GIVEN PASSAGE ▸
Saturday, July 17, 2010

Long Ride Wishes

It is 8:30 am, I have been up for about three hours. I dropped off my son two hours ago and he should now be about two hours into the first leg of a 205 mile bike ride. Today is the annual STP (Seattle to Portland) bike ride. 10,000 riders from all around the world, show up each year to take part in this event. Most riders will make the ride in two days but there are those few who will do the ride in one day.
Two years ago I also made the drive to the starting line but then it was my son and I heading out. This was not an event that I would have undertaken on my own without encouragement. The motivating factor came on Father’s Day when my son presented me with a ticket to make this ride with him.
Yikes! Fear? Yes! Excitement? Yes!
I quickly started counting on my fingers. Six, four, seven, three, two, five…’Swear words!!!!’ I only had 27 days before the event. My mind told me in a minute there was no way. My heart said, ‘You have to.’ My son informed me, that even though traditional wisdom recommended a seven month preparation period for this ride, he was confident 27 days would be sufficient for me. Now that is serious manipulation.
I had not been on my bike in almost a year and besides I didn’t even have a road bike. My bike was a commuter bike with wide friction laden tires and a heavy metal frame. Even though it was comfortable to ride it was not suited to take a 55 year old, out of shape, 30-40 pound overweight guy 200 miles.

GIVEN RECORDS ▸
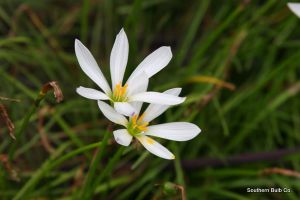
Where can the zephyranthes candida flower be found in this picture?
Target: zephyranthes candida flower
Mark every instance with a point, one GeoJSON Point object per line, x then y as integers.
{"type": "Point", "coordinates": [138, 126]}
{"type": "Point", "coordinates": [121, 95]}
{"type": "Point", "coordinates": [295, 8]}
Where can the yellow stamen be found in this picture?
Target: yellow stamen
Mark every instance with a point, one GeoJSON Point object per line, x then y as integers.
{"type": "Point", "coordinates": [137, 124]}
{"type": "Point", "coordinates": [120, 92]}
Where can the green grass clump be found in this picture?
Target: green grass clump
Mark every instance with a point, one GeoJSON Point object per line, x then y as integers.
{"type": "Point", "coordinates": [238, 63]}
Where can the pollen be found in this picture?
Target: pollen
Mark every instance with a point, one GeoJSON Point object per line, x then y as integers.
{"type": "Point", "coordinates": [150, 141]}
{"type": "Point", "coordinates": [119, 94]}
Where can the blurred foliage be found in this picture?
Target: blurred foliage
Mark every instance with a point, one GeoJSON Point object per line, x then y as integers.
{"type": "Point", "coordinates": [251, 45]}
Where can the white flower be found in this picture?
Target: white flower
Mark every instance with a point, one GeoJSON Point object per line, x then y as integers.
{"type": "Point", "coordinates": [137, 126]}
{"type": "Point", "coordinates": [295, 8]}
{"type": "Point", "coordinates": [130, 95]}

DO THIS ▸ In the Seattle to Portland ride post, how many riders come to the event each year?

RESULT OF THE TASK ▸ 10,000 riders